BRIEF →
Please repeat every entry exactly as written, but skip the pictures.
Start of MATERIAL FOR THE TASK
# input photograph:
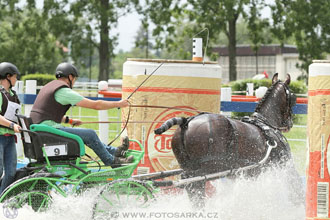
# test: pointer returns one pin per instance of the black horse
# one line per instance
(209, 143)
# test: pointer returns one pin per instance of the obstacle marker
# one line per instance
(318, 166)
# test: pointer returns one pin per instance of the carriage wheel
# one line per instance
(27, 191)
(121, 194)
(39, 201)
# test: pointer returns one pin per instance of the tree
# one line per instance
(217, 16)
(142, 39)
(256, 26)
(81, 21)
(26, 41)
(308, 22)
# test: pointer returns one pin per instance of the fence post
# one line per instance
(30, 88)
(226, 96)
(103, 116)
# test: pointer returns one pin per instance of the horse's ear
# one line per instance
(288, 79)
(275, 78)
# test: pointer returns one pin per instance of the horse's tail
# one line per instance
(169, 123)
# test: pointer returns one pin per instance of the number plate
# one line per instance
(56, 150)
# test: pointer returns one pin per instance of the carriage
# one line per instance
(56, 166)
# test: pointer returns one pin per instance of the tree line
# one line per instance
(37, 35)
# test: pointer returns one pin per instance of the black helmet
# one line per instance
(66, 69)
(8, 68)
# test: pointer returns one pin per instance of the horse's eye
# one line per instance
(293, 99)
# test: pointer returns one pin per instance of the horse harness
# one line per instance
(272, 135)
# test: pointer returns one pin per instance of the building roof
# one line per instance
(264, 50)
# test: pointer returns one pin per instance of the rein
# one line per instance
(289, 100)
(129, 108)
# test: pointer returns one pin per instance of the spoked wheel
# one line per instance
(27, 191)
(39, 201)
(121, 195)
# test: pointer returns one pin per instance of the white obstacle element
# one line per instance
(103, 115)
(226, 96)
(30, 88)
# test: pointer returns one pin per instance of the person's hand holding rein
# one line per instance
(123, 103)
(17, 128)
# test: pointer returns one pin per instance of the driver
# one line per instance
(9, 106)
(54, 100)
End of MATERIAL FOR THE TASK
EXERCISE SOLUTION →
# input photograph:
# test: pointer returns one pin per instance of the black horse
# one line per instance
(209, 143)
# test: pointer returns one pin per instance of the obstacle marker
# one line per instance
(318, 166)
# test: pointer returns one pin per instance of the carriage wheel
# one line per instance
(27, 191)
(121, 194)
(39, 201)
# test: pointer returns one pin per instance of the tree
# one line per instance
(217, 16)
(142, 39)
(256, 26)
(81, 21)
(26, 41)
(308, 22)
# test: pointer returns one pin per instance of the fence post
# one line per instance
(30, 88)
(226, 96)
(103, 116)
# test: pointer returns one pin per instance of the horse's ear
# one line per instance
(288, 79)
(275, 78)
# test: pointer returns one pin per instance of the horse's tail
# one line per instance
(169, 123)
# test: pointer returns one pin per instance of the number plate
# one line per instance
(56, 150)
# test: pointer returns one pin per instance of the carriage
# one line per instance
(56, 166)
# test: pointer returns one pin per instance of the tree line
# one line per instance
(37, 35)
# test: pointer returns one pin per instance of the black helmet
# one line per instance
(66, 69)
(8, 68)
# test: pointer returns one pin per instance of the horse's eye
# one line per instance
(293, 99)
# test: pointer returns one pin per instance of the horse harness
# one line per instance
(272, 135)
# test: pointer returns one pin per instance of the building roof
# one line per instance
(264, 50)
# test: pointer returns one pin per instance of the rein
# one line per instance
(289, 100)
(129, 108)
# test: pointer returns one pin per instance of the spoked wheel
# one line per instance
(27, 191)
(39, 201)
(121, 195)
# test: pointer returns one pin per instance of the white obstacle element
# one line per instance
(103, 115)
(226, 96)
(30, 88)
# test: pointer returns one pin per instance of the person's hand holding rein
# one line per instance
(123, 103)
(17, 128)
# test: pointer returns one pin per instance of the driver
# one line per instance
(9, 106)
(54, 100)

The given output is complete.